• **EXCERPTED PASSAGE**
########

# Sleeps alot, doesnt eat much :(



## crazyjoezx (Feb 28, 2010)

Well its been almost 2 weeks that I had Atom for...and he still seems to be on a light dight ..
his daily mix of food is IAMS kitten food (soon to be replaced with less fatty) with ultra blend ( http://ozbo.com/262198-H-Hedgehog-B-In-B-Oz.html ) i found out he likes to nibble on cooked carrots so i usually line the plate with a few slices of that and some sun dried cranberries (haven't "seen" him eat any of them yet) ...
anyways point being he only eats maybe once a day, usually at night when i go to bed..which is around 2-3am..some times i think he waits for me to turn off the light and go to bed..
sometimes when im hoding him in a shirt i will place a kibble right next to his nose and he will eat it, or ill hold the water bottle and he drinks from it (his cage has a open dish for water bc he bites at metal part while drinking)

and sometimes when i wake up hes still sleeping in the same place i left him the night before.
..then when i get home hes still sleeping, even through the late night...should i be waking him up ? sometimes when i do try he will just run in his house or under the clothes we have in his cage and go back to sleep, there been times i would wake him up then take out everything from the cage but his wheel/water/food and that tends to make him a bit more active but in a while i feel thats kinda mean... Hes 4 months old..so they need this much sleep at this age? 
last Saturday he was awake with my daughter exploring in her room for a few hours durging the day..but then when he went to bed he slept all day and i think most the nite in to sunday

between the eating and sleeping im worried about him...should i be?..


----------



## Hedgieonboard (Nov 15, 2009)

Babies sleep a lot so this sounds normal. I wouldn't try making him be awake when he doesn't want to be, a lot of times as they get older they will start being awake more and active. I think another part of it is because 2 weeks is still very early and it takes them awhile to get settled in. If it seems as if he's not eatting much I'd count the kibble just to make sure he is eatting. Another thing is he may not be eatting as much because going out of his hide makes him feel vulnerable and he's still getting used to his environment. You can try putting some of his food in his bed with him and see if that helps. When I have had company the new noises made mine eat less so I just put his food bowl near the entrance of the Igloo (offset so he could still get in and out easy) and drapped one of his little blankets over the door and bowl. It worked good and his eatting picked right back to normal. Just be careful of blankets and scraps near the water bowl because there was an instance where mine got a corner of a blanket dunked in the water bowl and it will end up siphoning the entire contents onto the liner lol.

########

• **RECORDED DATA**
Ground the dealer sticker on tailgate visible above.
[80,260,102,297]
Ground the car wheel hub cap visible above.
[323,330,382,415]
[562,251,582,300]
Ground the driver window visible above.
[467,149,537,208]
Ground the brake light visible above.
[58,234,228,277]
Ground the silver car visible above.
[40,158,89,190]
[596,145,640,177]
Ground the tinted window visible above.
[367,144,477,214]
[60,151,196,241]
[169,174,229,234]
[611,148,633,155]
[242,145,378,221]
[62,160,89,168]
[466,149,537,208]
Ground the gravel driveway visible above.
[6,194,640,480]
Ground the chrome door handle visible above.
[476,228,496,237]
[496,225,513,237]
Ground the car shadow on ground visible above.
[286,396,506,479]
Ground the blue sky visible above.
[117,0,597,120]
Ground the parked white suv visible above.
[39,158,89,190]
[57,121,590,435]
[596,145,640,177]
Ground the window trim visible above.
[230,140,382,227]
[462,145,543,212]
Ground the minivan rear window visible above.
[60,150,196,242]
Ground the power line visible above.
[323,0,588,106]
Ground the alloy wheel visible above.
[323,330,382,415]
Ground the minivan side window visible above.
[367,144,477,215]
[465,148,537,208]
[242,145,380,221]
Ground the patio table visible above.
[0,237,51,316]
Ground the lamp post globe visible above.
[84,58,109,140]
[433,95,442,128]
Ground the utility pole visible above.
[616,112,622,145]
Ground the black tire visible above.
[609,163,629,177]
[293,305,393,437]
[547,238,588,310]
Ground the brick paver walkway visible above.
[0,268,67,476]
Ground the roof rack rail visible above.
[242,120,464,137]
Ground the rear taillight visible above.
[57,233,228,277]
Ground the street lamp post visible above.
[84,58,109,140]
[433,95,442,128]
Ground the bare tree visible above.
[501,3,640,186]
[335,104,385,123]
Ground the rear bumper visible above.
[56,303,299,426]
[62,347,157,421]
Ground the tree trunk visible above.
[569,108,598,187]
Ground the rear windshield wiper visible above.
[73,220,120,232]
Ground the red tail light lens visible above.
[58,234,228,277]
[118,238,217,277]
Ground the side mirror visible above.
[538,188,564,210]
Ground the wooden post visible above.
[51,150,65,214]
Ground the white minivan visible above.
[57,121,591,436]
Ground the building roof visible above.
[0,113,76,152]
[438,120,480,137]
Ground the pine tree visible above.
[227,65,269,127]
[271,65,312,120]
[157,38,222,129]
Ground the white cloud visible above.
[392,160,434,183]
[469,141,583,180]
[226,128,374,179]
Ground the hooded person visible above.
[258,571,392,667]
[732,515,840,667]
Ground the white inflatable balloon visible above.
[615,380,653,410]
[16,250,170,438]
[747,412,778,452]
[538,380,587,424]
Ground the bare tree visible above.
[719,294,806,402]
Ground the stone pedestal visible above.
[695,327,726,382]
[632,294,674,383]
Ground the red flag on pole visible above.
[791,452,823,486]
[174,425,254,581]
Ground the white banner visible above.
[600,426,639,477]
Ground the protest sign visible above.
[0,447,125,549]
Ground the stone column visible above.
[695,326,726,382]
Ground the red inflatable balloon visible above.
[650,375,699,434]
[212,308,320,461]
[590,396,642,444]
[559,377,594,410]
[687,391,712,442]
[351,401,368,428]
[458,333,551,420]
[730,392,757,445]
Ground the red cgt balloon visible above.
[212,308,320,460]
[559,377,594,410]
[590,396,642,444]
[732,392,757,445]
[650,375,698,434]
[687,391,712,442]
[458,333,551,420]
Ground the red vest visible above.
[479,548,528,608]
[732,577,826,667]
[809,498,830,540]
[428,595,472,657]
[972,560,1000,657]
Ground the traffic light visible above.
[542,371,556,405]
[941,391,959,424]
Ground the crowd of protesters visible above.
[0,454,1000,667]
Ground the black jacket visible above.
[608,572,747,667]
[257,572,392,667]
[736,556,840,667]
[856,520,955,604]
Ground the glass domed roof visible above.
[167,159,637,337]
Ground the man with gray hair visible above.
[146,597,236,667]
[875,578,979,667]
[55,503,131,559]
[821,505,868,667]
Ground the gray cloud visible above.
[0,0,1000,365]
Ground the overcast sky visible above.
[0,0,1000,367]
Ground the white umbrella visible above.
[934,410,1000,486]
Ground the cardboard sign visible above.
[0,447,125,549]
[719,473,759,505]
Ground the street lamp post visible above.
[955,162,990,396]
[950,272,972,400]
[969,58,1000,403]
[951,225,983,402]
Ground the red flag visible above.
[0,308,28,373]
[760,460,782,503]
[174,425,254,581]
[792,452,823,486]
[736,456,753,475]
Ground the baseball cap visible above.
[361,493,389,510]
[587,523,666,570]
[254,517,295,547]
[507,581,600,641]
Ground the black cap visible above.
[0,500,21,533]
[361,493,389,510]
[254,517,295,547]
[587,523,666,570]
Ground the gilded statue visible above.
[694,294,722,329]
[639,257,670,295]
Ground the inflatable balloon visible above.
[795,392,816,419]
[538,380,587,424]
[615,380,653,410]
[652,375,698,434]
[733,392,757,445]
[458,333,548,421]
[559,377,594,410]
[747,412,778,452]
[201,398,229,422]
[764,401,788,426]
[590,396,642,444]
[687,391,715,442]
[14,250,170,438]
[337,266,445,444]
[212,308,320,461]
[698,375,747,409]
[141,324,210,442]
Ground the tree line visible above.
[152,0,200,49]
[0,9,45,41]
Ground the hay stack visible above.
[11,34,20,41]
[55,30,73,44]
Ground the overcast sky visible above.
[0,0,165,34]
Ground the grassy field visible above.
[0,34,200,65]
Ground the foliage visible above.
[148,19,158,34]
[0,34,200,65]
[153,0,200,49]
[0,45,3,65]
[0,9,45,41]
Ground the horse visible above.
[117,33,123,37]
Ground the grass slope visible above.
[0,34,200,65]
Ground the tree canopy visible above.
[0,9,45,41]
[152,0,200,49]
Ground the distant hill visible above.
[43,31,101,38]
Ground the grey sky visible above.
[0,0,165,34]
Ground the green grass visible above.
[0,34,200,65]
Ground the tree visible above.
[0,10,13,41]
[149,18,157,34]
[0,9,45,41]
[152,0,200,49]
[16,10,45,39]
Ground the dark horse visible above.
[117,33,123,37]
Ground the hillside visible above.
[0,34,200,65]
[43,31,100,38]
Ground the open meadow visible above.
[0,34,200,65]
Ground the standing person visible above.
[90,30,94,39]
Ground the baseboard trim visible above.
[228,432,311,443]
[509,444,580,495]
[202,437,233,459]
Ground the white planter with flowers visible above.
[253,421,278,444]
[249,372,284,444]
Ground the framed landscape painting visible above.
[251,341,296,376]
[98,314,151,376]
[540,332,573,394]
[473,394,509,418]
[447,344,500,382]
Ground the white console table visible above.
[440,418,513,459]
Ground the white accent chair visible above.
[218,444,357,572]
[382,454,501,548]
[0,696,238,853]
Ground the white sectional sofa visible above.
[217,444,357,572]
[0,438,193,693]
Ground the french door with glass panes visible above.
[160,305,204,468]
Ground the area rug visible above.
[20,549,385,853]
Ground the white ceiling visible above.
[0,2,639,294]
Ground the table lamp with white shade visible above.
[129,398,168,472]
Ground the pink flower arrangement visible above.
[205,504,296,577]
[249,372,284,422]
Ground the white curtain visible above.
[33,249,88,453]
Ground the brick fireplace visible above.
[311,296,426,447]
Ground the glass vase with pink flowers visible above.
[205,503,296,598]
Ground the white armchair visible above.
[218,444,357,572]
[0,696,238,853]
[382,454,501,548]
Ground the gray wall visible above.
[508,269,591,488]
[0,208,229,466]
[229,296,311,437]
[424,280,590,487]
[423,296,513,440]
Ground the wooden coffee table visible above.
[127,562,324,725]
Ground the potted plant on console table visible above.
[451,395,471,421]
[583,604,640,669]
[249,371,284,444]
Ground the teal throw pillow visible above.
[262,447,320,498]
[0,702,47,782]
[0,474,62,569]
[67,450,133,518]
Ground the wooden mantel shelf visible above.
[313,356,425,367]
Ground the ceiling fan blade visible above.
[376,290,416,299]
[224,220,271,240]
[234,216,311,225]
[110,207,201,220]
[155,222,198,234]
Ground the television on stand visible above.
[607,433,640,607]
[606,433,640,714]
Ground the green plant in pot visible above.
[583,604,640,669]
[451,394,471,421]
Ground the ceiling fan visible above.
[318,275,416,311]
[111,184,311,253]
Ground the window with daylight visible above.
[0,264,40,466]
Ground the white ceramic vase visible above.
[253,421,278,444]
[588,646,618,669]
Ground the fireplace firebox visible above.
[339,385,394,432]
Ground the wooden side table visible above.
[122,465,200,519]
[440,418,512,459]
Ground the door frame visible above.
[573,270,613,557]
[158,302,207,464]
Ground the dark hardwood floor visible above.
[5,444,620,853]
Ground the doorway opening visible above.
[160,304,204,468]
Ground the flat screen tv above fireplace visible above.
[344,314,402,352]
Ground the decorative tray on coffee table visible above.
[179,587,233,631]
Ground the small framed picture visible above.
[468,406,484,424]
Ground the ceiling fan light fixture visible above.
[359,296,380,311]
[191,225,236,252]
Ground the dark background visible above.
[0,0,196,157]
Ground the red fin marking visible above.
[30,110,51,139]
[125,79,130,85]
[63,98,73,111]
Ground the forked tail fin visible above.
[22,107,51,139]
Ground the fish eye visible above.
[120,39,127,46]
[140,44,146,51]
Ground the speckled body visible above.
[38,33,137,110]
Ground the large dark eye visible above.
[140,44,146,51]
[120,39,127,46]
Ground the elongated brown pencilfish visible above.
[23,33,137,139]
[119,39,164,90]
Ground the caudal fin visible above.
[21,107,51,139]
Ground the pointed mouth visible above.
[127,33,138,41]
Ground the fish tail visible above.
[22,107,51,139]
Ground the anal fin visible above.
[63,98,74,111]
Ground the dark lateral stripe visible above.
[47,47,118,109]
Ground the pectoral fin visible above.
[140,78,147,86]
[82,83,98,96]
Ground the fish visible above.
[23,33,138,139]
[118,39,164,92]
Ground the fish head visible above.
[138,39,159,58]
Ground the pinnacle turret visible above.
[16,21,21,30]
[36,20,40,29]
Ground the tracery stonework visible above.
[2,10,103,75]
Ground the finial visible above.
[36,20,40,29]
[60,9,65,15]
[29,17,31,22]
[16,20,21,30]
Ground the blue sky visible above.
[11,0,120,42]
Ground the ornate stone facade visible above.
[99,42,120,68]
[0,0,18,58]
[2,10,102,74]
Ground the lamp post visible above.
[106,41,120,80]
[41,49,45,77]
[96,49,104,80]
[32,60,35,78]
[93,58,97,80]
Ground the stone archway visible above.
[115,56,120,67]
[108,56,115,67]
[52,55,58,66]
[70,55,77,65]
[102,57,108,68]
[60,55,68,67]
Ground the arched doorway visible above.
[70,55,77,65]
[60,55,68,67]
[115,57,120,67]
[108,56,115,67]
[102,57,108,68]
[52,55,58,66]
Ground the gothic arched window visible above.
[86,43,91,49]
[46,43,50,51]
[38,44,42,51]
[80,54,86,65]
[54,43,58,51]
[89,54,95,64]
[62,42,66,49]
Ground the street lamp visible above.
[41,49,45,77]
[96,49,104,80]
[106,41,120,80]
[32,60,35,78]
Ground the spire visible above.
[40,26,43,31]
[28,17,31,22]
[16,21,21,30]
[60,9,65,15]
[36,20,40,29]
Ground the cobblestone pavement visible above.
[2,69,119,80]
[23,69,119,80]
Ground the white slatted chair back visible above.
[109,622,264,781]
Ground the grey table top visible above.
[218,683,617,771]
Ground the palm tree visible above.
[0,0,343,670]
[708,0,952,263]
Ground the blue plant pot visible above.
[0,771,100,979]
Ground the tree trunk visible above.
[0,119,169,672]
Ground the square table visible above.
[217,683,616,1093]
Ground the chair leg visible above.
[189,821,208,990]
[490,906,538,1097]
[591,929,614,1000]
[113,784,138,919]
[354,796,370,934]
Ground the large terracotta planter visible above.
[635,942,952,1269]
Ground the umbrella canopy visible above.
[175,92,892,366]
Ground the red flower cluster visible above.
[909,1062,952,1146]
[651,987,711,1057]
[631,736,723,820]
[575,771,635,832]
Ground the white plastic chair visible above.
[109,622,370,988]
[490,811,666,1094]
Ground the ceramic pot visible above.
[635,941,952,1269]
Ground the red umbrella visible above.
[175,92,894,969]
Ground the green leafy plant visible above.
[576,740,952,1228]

########

• **PARTS OF THE EXERCISE**
• 1. Quote the hedgehog thread word for word, everything from "and sometimes when" down to "him...should i be?..".
• 2. In the hedgehog thread, what makes up Atom's daily food mix?
The listing has no connection to the hedgehog thread.

• **TASK RESULTS**
• 1.
and sometimes when i wake up hes still sleeping in the same place i left him the night before.
..then when i get home hes still sleeping, even through the late night...should i be waking him up ? sometimes when i do try he will just run in his house or under the clothes we have in his cage and go back to sleep, there been times i would wake him up then take out everything from the cage but his wheel/water/food and that tends to make him a bit more active but in a while i feel thats kinda mean... Hes 4 months old..so they need this much sleep at this age? 
last Saturday he was awake with my daughter exploring in her room for a few hours durging the day..but then when he went to bed he slept all day and i think most the nite in to sunday

between the eating and sleeping im worried about him...should i be?..

• 2. IAMS kitten food with ultra blend.